Selected text –
┌──

Dick van Dijk (born 20 May 1970) is a Dutch former professional darts player who played in Professional Darts Corporation (PDC) events.

Career
Van Dijk reached the last 32 of the 2003 Winmau World Masters, beating former world champion Tony David in the first round, then losing to Martin Atkins. In 2005, he won the WDF World Cup, beating Per Laursen in the final. He followed this with a disappointing first round exit at the World Masters, losing to the unknown Swede Bo Larsson. Since then his form has declined, losing in the Last 32 Group Stage of the 2006 International Darts League and the first round of the World Masters, losing to future World Champion Mark Webster.

In April 2007, van Dijk played in the PDC Open Holland Masters, reaching the last 32 and earning £150. He played in another PDC ranked tournament in the Netherlands, playing in two PDPA Players Championship in Eindhoven, winning only £75. Despite these appearances, van Dijk has not yet applied for PDPA membership and remains a WDF/BDO player. He was invited to participate in the 2007 Winmau World Masters but had to withdraw due to bypass surgery.

└──

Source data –
┌──

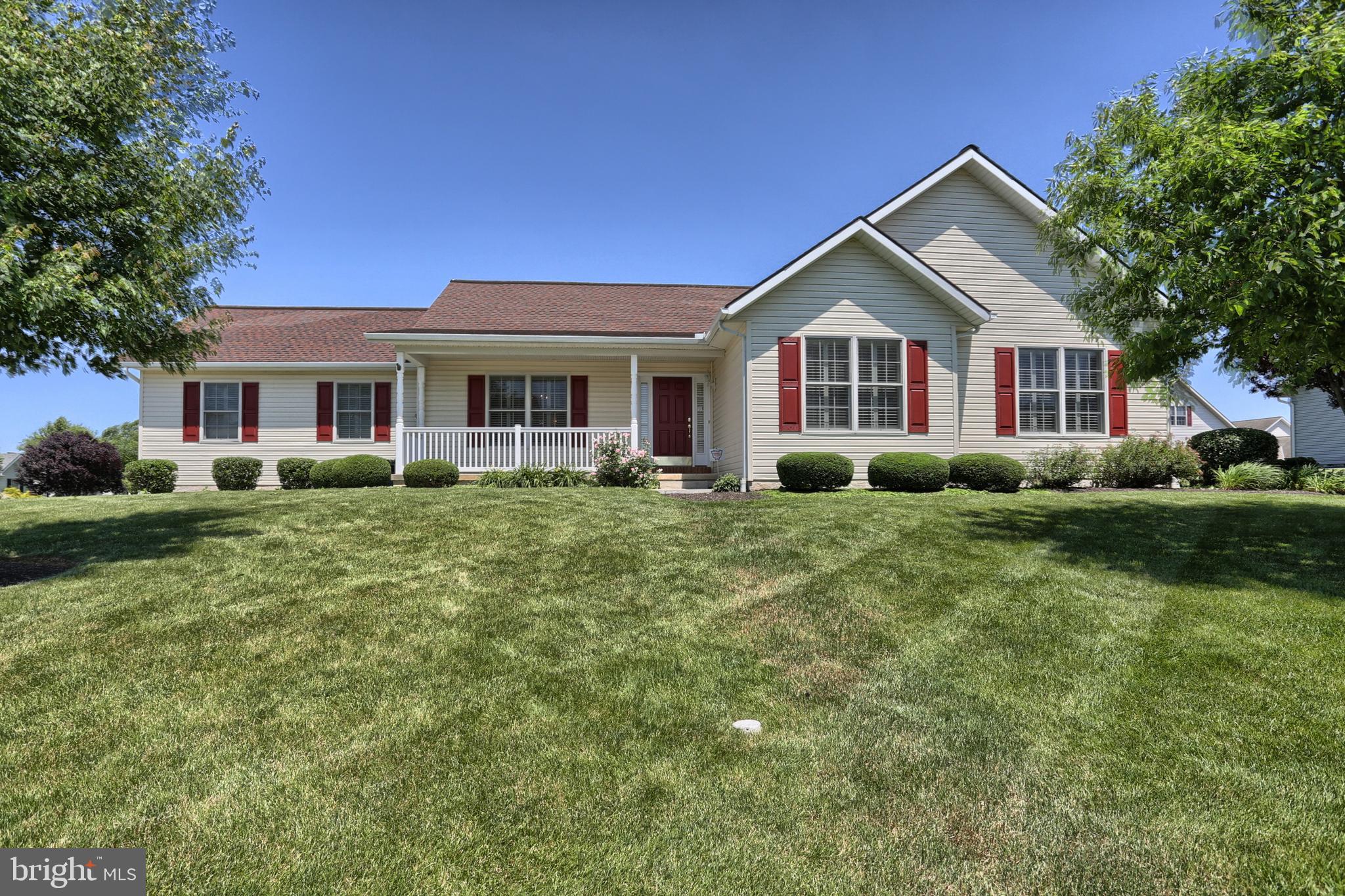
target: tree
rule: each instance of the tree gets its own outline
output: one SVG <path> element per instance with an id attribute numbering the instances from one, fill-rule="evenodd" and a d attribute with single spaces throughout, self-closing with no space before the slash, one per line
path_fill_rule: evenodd
<path id="1" fill-rule="evenodd" d="M 98 441 L 117 449 L 122 465 L 130 463 L 140 457 L 140 420 L 126 420 L 109 426 L 98 437 Z"/>
<path id="2" fill-rule="evenodd" d="M 93 430 L 87 426 L 79 426 L 78 423 L 71 423 L 63 416 L 58 416 L 54 420 L 48 420 L 38 427 L 38 431 L 19 442 L 19 450 L 27 451 L 34 447 L 38 442 L 47 438 L 48 435 L 55 435 L 56 433 L 82 433 L 83 435 L 93 435 Z"/>
<path id="3" fill-rule="evenodd" d="M 0 368 L 182 372 L 246 263 L 256 146 L 203 128 L 256 94 L 199 0 L 0 0 Z"/>
<path id="4" fill-rule="evenodd" d="M 1131 379 L 1206 352 L 1271 395 L 1345 403 L 1345 3 L 1236 0 L 1240 44 L 1099 106 L 1042 243 Z"/>
<path id="5" fill-rule="evenodd" d="M 54 433 L 24 451 L 23 478 L 39 494 L 116 492 L 121 488 L 121 455 L 87 433 Z"/>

└──

Exercises to complete –
[1] In the text on Dick van Dijk, whom did he beat in the final of the 2005 WDF World Cup?
[2] Retype the part of the text on Dick van Dijk that opens with the words "Dick van Dijk" and closes with "Champion Mark Webster.".
[3] Name every player the text on Dick van Dijk identifies as his opponent in a match.

Responses by item number –
[1] Per Laursen

[2]
Dick van Dijk (born 20 May 1970) is a Dutch former professional darts player who played in Professional Darts Corporation (PDC) events.

Career
Van Dijk reached the last 32 of the 2003 Winmau World Masters, beating former world champion Tony David in the first round, then losing to Martin Atkins. In 2005, he won the WDF World Cup, beating Per Laursen in the final. He followed this with a disappointing first round exit at the World Masters, losing to the unknown Swede Bo Larsson. Since then his form has declined, losing in the Last 32 Group Stage of the 2006 International Darts League and the first round of the World Masters, losing to future World Champion Mark Webster.

[3] Tony David, Martin Atkins, Per Laursen, Bo Larsson, Mark Webster